Fun math jokes and puns for students
Little fun never kills anybody, even during classes or doing homework. Moreover, it helps kids to understand some of the topics better and memorize them without any difficulties. For example, math jokes develop analytical skills and creativity at the same time. There are geometry, counting, statistics, and algebraic jokes, etc. — you can choose anything that is suitable for your child. Such activities can lighten up kids’ mood and make them focused on solving problems or making calculations afterward. Now we are ready to present you 40 math jokes that will brighten up the learning process for your kid.
Q: What do mathematicians eat in fall?
A: Pumpkin Pi.
Q: What’s wrong with the math students’ book? Why is it sad?
A: Because of all the problems it has.

### Required actions:
(A) How many math jokes does the introduction to the math jokes page promise to present?
(B) Carry on the math jokes page after its final joke, adding more jokes in the same Q: and A: format.

### Data provided:

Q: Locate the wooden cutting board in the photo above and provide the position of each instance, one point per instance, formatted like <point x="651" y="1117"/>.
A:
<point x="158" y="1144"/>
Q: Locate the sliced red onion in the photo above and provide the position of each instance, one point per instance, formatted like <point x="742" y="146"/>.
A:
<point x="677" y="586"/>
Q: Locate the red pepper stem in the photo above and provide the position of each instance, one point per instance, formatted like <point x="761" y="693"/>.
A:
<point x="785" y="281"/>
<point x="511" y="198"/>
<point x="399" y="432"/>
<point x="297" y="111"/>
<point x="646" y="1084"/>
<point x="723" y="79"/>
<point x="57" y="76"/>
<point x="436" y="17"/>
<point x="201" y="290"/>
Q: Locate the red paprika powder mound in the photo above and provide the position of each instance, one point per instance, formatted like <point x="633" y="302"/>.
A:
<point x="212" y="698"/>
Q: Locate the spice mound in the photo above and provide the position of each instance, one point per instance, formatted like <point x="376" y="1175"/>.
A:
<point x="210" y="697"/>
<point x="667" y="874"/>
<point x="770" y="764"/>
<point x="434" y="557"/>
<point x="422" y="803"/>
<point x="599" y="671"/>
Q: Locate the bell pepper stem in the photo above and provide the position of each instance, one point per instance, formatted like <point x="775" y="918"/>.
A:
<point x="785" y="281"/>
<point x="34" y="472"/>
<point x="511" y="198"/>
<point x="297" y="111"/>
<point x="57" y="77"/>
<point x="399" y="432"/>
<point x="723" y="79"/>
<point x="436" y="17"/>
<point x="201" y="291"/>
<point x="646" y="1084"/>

### Final answers:
(A) 40 math jokes.

(B)
Q: Why do trees avoid mathematics?
A: It makes their roots square.
Q: Has a statistic scientist told you a joke?
A: Probably.
Q: Two 4’s declined to eat lunch. Why?
A: They have already eight.
Q: Why doesn’t the triangle want to make friends with the circle?
A: It’s just pointless.
Q: Which number can never go down?
A: Our age.
Q: Why cannot 5 and 12 become wife and husband?
A: They are under 18.
Q: Why did the right triangle want an icy drink?
A: Because it was 90 degrees.
Q: The more you take from it, the larger it gets — what is it?
A: A hole.
Q: Why is the love story of two parallel lines so tragic?
A: They can never meet.
Q: What is the easiest way to get warm in a cold house?
A: Stand in the corner — it is always 90 degrees!
Q: Why is the obtuse triangle angry?
A: It has never been right.
Q: What is the compliment that the 0 says to the 8?
A: Cool belt!
Q: Why is the equal sign so timid?
A: It knows that it is not greater than anyone else.
Q: I am good at counting, geometry, and statistics!
A: However, graphing is where I draw the line!
Q: It can be right, but it cannot be wrong — what is it?
A: An angle.
Q: Why is arithmetic such hard work?
A: Because of all the numbers you have to carry.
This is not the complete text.